→ Texto do documento
○ ○ ○ ○ ○ ○ ○
3. Quando nos debruçamos sobre a sua obra, percebemo-lo sempre na esfera superior da Cultura, digno de enfileirar junto dos autores fundadores da Portugalidade Letrada, mas interventora nas esferas, hoje ditas, do desenvolvimento e da promoção da dignidade humana: Santo António, D. Dinis, D. Duarte, Luís de Camões, Pe. António Vieira, Almeida Garrett, Antero de Quental, Teixeira de Pascoaes e Fernando Pessoa. Nesta mais alta esfera, não conheci autores que não fossem apaixonados por livros. No entanto, António Salvado foi sempre um pouco mais além, pois cada obra sua era semente que ele enviava a uma lista extensa de grandes leitores e autores da “Nação”, onde eu entrei, ainda que tardiamente e mais não pude do que tentar percebê-lo como deve parecer a quem leia as “Sépalas da Claridade”, que são mais suas do que minhas. Entendi nele aquilo que Thomas Morus deixa na figura de Rafael Hitlodeu da sua Utopia: um portador de livros nas sucessivas viagens da vida para bem de quem encontrava. O nosso António Salvado fez a última viagem e a edilidade albicastrense quis apontar o seu nome a esta nau de livros beirã a navegar o futuro no centro da cidade.
○ ○ ○ ○ ○ ○ ○
→ Dados fornecidos
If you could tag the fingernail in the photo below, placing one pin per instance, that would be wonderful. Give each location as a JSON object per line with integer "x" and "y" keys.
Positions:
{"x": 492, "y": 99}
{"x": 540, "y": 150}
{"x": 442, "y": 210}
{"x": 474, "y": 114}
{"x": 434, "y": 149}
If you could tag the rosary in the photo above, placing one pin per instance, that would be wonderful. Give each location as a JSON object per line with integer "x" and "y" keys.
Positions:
○ ○ ○ ○ ○ ○ ○
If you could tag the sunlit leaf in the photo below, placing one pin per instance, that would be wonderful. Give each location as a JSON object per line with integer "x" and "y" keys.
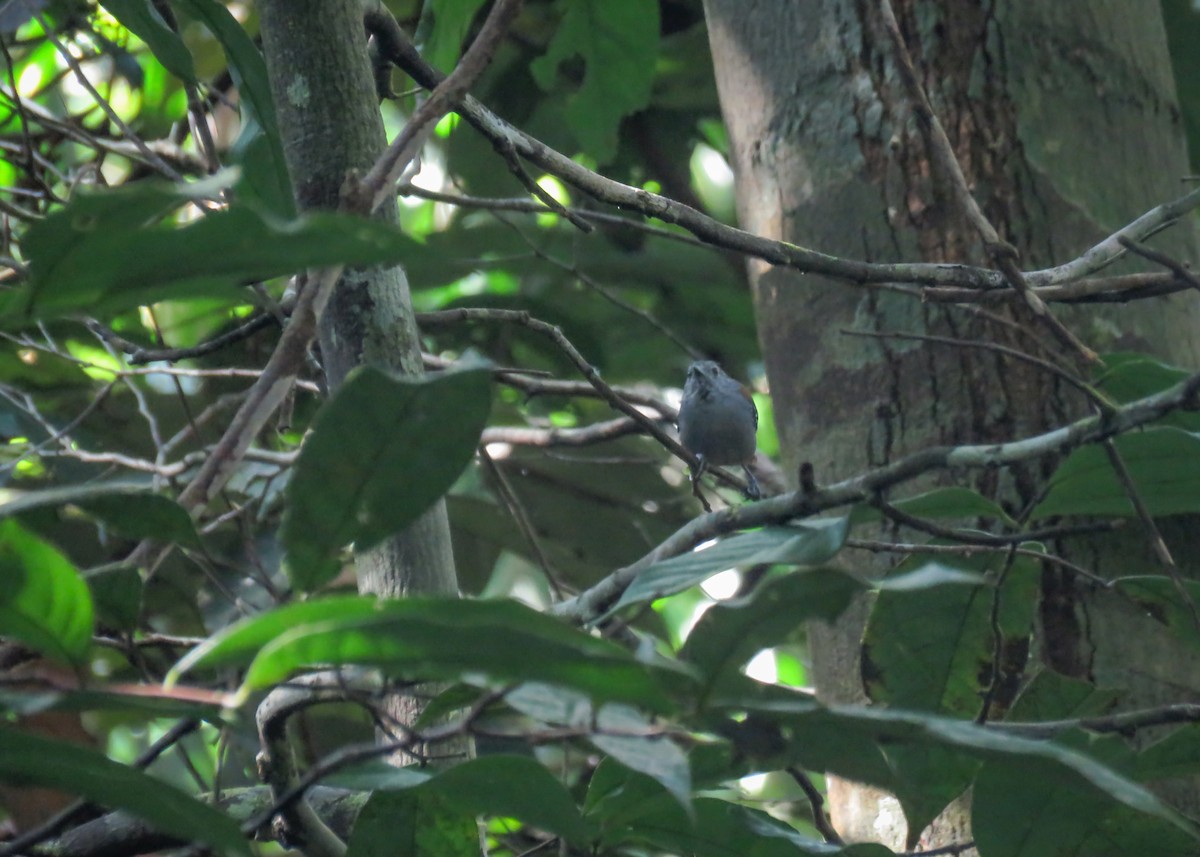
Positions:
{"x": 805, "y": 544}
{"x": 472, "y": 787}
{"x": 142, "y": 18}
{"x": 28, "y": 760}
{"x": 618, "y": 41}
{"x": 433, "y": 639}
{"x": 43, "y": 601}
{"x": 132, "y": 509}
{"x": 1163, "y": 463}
○ ○ ○ ○ ○ ○ ○
→ O que fazer
Extraia na íntegra o texto sobre a obra de António Salvado, sem qualquer alteração. Baseie-se apenas no texto.

→ Área de resposta
3. Quando nos debruçamos sobre a sua obra, percebemo-lo sempre na esfera superior da Cultura, digno de enfileirar junto dos autores fundadores da Portugalidade Letrada, mas interventora nas esferas, hoje ditas, do desenvolvimento e da promoção da dignidade humana: Santo António, D. Dinis, D. Duarte, Luís de Camões, Pe. António Vieira, Almeida Garrett, Antero de Quental, Teixeira de Pascoaes e Fernando Pessoa. Nesta mais alta esfera, não conheci autores que não fossem apaixonados por livros. No entanto, António Salvado foi sempre um pouco mais além, pois cada obra sua era semente que ele enviava a uma lista extensa de grandes leitores e autores da “Nação”, onde eu entrei, ainda que tardiamente e mais não pude do que tentar percebê-lo como deve parecer a quem leia as “Sépalas da Claridade”, que são mais suas do que minhas. Entendi nele aquilo que Thomas Morus deixa na figura de Rafael Hitlodeu da sua Utopia: um portador de livros nas sucessivas viagens da vida para bem de quem encontrava. O nosso António Salvado fez a última viagem e a edilidade albicastrense quis apontar o seu nome a esta nau de livros beirã a navegar o futuro no centro da cidade.